▶ REQUIRED ACTION: Where a line of the records holds the string "below", copy that line.

[Stored data entries]
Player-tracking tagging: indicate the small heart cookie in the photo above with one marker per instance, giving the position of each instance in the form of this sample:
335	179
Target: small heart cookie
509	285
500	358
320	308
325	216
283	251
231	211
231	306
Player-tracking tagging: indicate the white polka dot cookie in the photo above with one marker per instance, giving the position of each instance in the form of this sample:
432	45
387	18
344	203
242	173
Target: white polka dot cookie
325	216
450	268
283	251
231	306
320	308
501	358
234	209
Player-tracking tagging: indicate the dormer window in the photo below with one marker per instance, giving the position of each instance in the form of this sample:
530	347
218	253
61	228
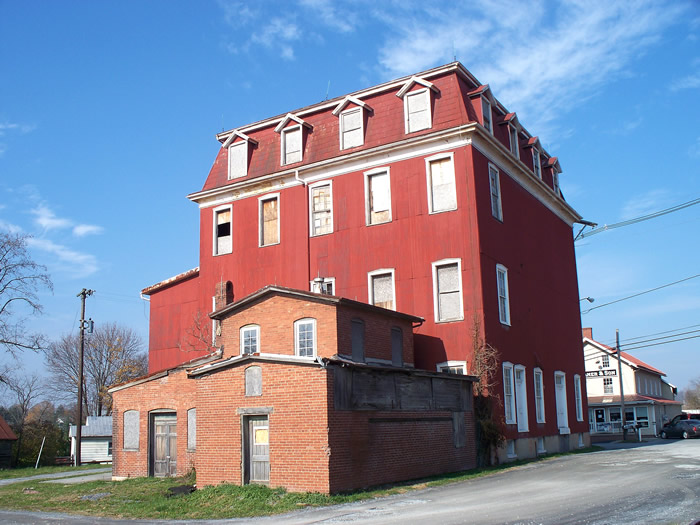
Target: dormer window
416	104
486	114
351	125
292	139
514	146
536	166
238	145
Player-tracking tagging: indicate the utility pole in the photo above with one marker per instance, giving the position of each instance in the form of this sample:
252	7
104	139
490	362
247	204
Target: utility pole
84	293
622	390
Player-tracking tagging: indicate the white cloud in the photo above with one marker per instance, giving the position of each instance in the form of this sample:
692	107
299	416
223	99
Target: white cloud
75	263
9	227
47	220
540	59
688	82
649	202
82	230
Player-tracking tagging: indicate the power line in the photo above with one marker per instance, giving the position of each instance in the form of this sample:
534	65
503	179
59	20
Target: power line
641	293
628	222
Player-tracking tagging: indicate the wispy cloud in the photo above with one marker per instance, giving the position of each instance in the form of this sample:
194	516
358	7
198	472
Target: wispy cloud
47	220
538	58
75	263
649	202
81	230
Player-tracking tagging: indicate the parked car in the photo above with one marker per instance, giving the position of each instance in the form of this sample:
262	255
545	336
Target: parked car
683	428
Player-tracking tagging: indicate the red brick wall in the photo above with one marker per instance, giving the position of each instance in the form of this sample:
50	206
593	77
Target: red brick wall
276	316
298	425
174	392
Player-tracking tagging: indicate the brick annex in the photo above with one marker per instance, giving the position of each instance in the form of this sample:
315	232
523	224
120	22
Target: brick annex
352	255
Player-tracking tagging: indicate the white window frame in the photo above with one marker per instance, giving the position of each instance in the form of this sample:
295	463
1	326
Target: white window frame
509	401
446	365
514	144
495	191
243	147
215	237
368	200
436	294
425	92
429	181
503	295
521	398
283	144
249	327
488	123
370	285
536	166
561	401
341	126
297	324
261	200
579	399
317	286
538	379
328	183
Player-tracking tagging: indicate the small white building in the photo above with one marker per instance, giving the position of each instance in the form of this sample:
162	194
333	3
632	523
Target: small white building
96	439
649	398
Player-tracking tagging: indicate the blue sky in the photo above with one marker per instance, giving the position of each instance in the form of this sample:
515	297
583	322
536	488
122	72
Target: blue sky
108	112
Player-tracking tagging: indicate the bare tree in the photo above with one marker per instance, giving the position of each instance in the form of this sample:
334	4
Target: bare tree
113	354
20	281
24	390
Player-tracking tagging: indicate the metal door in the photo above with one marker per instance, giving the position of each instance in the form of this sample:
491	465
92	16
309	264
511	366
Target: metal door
258	450
164	445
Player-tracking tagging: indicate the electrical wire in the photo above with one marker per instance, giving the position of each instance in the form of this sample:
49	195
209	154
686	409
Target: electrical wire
641	293
628	222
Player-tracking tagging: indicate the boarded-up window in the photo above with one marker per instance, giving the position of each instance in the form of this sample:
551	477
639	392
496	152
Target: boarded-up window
222	243
253	381
269	221
358	340
379	197
486	111
238	160
443	194
382	290
131	429
291	145
503	300
250	339
351	128
418	110
305	337
321	211
192	429
495	185
449	293
396	346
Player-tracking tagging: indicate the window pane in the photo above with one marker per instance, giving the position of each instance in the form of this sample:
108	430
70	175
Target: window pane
292	146
383	291
418	110
238	160
269	222
442	185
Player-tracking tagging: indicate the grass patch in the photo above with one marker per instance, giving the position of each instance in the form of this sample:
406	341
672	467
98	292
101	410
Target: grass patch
148	498
31	471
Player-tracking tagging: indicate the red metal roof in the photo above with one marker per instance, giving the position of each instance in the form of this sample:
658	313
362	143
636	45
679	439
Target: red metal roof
5	431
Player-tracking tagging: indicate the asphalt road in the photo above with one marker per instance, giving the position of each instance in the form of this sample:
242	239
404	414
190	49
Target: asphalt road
655	483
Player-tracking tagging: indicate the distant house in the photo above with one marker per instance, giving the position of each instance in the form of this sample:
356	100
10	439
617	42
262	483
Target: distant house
96	439
649	398
6	439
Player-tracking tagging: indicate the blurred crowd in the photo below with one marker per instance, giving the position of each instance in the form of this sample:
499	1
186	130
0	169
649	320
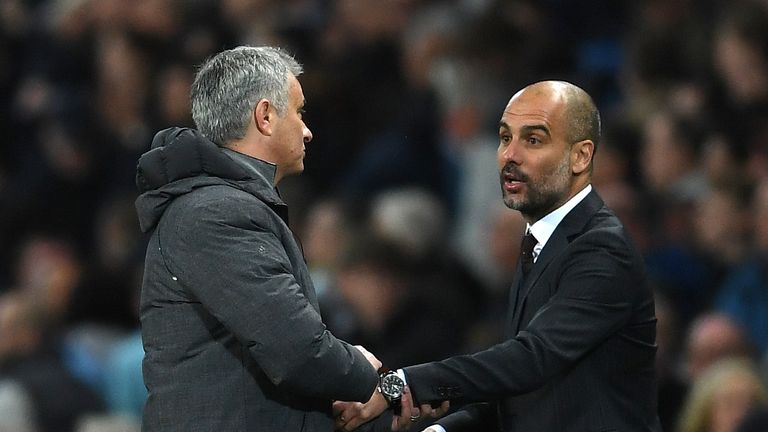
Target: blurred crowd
399	208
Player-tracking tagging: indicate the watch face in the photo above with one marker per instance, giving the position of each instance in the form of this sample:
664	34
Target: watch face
392	386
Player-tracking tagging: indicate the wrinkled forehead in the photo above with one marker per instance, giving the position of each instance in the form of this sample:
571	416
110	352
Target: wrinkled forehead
535	103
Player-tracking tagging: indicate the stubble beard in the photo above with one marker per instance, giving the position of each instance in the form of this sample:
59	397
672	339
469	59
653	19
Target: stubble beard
543	194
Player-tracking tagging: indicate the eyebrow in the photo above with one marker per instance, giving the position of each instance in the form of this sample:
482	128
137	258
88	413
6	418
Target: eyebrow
527	129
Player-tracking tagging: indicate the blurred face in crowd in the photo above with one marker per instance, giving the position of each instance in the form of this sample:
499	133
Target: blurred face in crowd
536	160
290	134
732	401
742	67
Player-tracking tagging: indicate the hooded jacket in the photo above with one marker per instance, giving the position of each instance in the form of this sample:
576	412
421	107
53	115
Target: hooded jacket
232	333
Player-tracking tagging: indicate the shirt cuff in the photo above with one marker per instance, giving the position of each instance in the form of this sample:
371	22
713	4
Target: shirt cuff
401	374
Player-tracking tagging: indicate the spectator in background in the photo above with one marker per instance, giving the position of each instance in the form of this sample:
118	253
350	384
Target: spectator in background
712	337
743	295
721	396
230	321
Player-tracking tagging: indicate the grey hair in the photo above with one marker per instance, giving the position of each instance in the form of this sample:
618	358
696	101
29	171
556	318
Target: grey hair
228	86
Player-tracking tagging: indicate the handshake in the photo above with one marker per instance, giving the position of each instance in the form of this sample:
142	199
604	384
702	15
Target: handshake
392	392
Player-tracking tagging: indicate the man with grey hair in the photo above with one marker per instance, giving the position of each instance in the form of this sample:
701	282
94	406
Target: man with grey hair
232	333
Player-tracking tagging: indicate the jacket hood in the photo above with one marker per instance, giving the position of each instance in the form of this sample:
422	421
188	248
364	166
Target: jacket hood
181	160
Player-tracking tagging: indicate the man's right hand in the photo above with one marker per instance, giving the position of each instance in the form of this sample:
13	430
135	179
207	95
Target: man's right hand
371	358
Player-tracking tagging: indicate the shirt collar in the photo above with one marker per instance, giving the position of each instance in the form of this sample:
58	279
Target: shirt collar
544	227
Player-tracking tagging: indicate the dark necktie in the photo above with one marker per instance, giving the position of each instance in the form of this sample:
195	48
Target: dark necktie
526	252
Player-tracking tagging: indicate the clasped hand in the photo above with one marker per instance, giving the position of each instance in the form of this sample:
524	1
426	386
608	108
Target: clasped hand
350	415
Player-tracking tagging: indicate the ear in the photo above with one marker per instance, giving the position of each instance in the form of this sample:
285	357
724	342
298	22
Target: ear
263	115
581	156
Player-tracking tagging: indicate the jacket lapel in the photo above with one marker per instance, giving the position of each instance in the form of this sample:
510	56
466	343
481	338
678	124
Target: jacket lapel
572	224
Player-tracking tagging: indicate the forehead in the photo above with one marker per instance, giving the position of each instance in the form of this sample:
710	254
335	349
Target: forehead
534	106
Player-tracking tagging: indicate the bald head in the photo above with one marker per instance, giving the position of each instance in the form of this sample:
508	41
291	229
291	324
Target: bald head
580	114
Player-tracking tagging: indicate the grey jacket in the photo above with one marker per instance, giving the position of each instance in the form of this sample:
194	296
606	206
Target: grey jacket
230	322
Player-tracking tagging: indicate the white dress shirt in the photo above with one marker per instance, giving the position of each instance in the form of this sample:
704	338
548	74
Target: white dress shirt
542	230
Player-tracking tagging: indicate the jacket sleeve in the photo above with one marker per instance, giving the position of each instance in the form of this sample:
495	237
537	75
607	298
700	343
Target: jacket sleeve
227	256
597	287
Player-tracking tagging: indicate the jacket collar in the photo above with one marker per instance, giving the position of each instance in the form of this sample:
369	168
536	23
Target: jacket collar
182	160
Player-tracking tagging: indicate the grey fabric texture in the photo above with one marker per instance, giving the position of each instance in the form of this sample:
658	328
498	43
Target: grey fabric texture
231	327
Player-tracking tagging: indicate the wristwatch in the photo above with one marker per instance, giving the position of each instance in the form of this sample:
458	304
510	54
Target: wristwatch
391	387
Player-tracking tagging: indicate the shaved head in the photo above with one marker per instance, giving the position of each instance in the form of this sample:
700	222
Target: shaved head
580	113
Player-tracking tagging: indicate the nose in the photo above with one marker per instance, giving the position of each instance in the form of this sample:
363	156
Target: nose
509	153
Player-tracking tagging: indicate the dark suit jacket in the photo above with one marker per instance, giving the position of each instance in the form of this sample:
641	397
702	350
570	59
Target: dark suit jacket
580	349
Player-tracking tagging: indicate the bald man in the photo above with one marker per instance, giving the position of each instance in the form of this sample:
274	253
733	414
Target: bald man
580	340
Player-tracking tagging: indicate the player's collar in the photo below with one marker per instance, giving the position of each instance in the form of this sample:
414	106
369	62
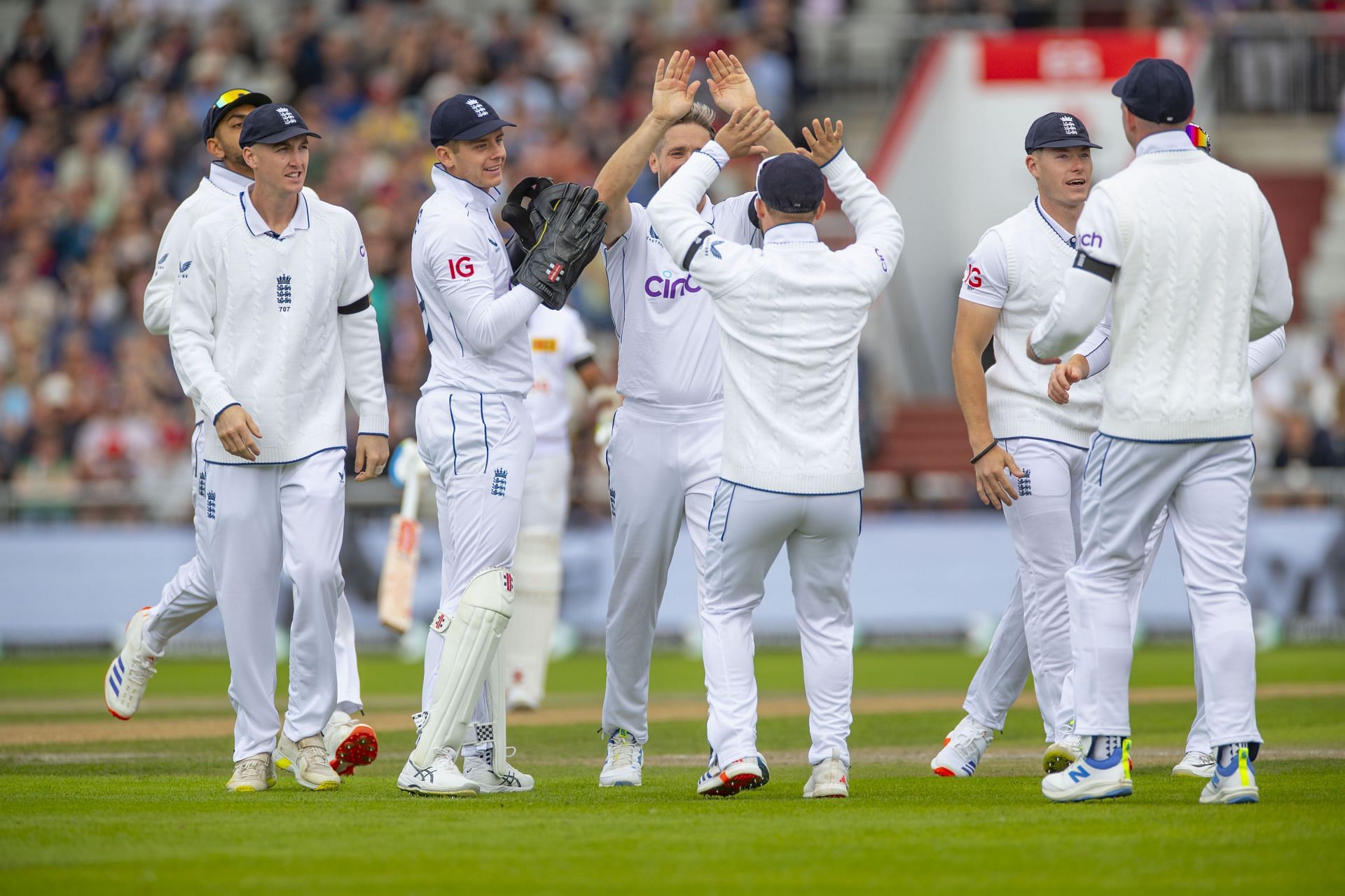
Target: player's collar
466	190
792	232
1165	142
257	225
230	182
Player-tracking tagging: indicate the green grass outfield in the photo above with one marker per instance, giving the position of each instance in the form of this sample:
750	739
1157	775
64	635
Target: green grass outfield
93	805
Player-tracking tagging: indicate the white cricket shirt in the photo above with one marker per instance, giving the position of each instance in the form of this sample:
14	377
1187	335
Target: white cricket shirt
558	343
475	322
265	321
670	342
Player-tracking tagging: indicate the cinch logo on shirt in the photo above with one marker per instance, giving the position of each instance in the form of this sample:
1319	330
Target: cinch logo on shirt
668	287
283	295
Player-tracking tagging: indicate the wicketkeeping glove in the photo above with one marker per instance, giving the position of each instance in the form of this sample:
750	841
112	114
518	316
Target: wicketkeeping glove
570	223
516	214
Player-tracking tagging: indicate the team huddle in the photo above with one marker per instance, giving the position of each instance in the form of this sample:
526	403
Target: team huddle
739	337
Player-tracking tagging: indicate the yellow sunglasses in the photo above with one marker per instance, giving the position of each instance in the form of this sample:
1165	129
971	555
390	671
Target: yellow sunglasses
230	96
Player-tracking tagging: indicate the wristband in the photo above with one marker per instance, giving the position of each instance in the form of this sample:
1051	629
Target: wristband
985	451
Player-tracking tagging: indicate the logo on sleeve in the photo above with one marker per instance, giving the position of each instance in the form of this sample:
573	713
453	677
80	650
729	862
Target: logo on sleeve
283	292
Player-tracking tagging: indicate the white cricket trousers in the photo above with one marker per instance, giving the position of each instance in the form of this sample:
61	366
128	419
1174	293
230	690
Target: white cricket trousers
537	574
476	447
663	466
268	520
745	535
1004	673
1207	489
191	593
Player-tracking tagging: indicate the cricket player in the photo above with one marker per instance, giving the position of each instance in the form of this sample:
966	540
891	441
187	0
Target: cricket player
475	434
1028	453
191	593
1176	424
560	345
665	451
790	318
270	329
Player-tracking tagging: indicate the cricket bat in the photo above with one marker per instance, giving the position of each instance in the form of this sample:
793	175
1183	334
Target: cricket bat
397	581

▶ RESPONSE TO THIS EXERCISE:
Player-tracking tagging: indicate the dormer window in the photo below with one marker per instance, giving the position of each instance in the form of this sample:
Player-tracking tagging: indicate the blurred crowd in the photo below with one marker per instance, giving the position of each instance in the form of this sample:
Player-tracking tagging: indicate the player's collar in the photo below with one marker per instance, giving the position of each instance in the form of this sample:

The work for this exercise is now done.